**Text provided**
· · ·

In the first quarter, in-person meetings returned, Prieskorn said.

“Meeting face to face enhances advisor engagement and builds product relation for Jackson and our distribution partners,” Prieskorn said.

An IPO

At Fidelity National Financial, the parent of F&G Annuities & Life, the focus of the earnings call was F&G’s upcoming call.

Fidelity National wants to distribute a 15% stake in F&G by paying a dividend to its own shareholders by the end of the year, simply to make F&G a higher-profile business and draw investors’ attention to the fact that it has been doing well.

One bit of spinoff news: F&G expects to have shares that will trade on the New York Stock Exchange, with the stock symbol FG.

Chris Blunt, F&G’s CEO, also talked about the company’s annuity pricing strategy.

Retail annuity sales fell a bit during the quarter because F&G was slower than some competitors to increase its own annuity rates in response to rising interest rates, Blunt said.

“Obviously, you need to remain competitive,” Blunt said. “You need to have good, competitive renewal rates. It’s incredibly important to both policyholders and to distribution partners.”

But F&G also wants to make sure the rates it thinks it can get on its own investments will be sustainable before changing product prices, Blunt said.

· · ·

**Record excerpts**

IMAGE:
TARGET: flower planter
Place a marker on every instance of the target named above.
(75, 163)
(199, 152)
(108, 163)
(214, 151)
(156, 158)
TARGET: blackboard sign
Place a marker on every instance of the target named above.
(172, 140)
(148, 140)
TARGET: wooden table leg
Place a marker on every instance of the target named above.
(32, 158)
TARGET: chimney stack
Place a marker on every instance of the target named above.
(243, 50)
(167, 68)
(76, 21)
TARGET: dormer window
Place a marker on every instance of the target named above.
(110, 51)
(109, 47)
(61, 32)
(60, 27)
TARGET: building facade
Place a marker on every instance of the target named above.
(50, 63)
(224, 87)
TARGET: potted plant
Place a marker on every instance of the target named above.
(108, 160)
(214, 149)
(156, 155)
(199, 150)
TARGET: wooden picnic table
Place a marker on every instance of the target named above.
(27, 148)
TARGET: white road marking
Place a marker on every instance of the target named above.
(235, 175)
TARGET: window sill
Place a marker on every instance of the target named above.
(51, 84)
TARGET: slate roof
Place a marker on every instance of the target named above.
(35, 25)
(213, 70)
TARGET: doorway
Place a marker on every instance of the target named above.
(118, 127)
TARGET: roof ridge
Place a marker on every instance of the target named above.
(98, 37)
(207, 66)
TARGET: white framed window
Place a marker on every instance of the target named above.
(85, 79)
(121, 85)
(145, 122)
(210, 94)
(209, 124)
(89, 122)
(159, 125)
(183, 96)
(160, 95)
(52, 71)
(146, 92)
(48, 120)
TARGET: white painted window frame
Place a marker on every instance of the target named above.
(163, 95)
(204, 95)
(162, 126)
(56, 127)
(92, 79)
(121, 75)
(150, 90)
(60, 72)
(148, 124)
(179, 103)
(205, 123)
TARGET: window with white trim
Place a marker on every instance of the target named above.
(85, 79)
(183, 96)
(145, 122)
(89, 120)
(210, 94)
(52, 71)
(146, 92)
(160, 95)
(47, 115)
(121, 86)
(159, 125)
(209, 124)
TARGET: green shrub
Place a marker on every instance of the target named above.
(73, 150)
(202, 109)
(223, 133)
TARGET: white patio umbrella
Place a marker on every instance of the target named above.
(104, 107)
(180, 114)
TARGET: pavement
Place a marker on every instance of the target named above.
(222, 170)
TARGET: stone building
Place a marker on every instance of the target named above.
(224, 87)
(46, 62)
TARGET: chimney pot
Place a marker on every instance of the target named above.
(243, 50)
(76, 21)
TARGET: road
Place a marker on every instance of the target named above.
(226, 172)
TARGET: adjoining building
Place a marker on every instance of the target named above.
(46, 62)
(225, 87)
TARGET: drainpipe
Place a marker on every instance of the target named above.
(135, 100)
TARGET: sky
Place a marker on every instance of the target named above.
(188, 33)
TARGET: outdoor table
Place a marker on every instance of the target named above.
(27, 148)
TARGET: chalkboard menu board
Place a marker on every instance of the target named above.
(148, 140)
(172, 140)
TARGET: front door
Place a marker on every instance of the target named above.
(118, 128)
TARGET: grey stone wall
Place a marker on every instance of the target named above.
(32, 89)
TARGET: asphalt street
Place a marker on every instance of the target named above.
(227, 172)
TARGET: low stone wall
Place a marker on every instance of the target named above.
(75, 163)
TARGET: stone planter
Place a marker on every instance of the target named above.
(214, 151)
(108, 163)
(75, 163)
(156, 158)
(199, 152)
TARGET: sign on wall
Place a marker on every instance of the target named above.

· · ·

**Things to do**
a – Write out the part of the earnings passage starting with "In the first" and going on through "annuity pricing strategy.".
b – Summarize the earnings passage in two sentences.
The entries were taken from a different source than the earnings passage.

**Answers to the exercise**
a –
In the first quarter, in-person meetings returned, Prieskorn said.

“Meeting face to face enhances advisor engagement and builds product relation for Jackson and our distribution partners,” Prieskorn said.

An IPO

At Fidelity National Financial, the parent of F&G Annuities & Life, the focus of the earnings call was F&G’s upcoming call.

Fidelity National wants to distribute a 15% stake in F&G by paying a dividend to its own shareholders by the end of the year, simply to make F&G a higher-profile business and draw investors’ attention to the fact that it has been doing well.

One bit of spinoff news: F&G expects to have shares that will trade on the New York Stock Exchange, with the stock symbol FG.

Chris Blunt, F&G’s CEO, also talked about the company’s annuity pricing strategy.

b – Fidelity National Financial plans to distribute a 15% stake in F&G Annuities & Life to its own shareholders by the end of the year, and F&G expects its shares to trade on the New York Stock Exchange under the symbol FG. F&G CEO Chris Blunt said retail annuity sales dipped because F&G was slower than some competitors to raise its rates as interest rates rose, since the company wants to be sure its investment returns are sustainable before changing product prices.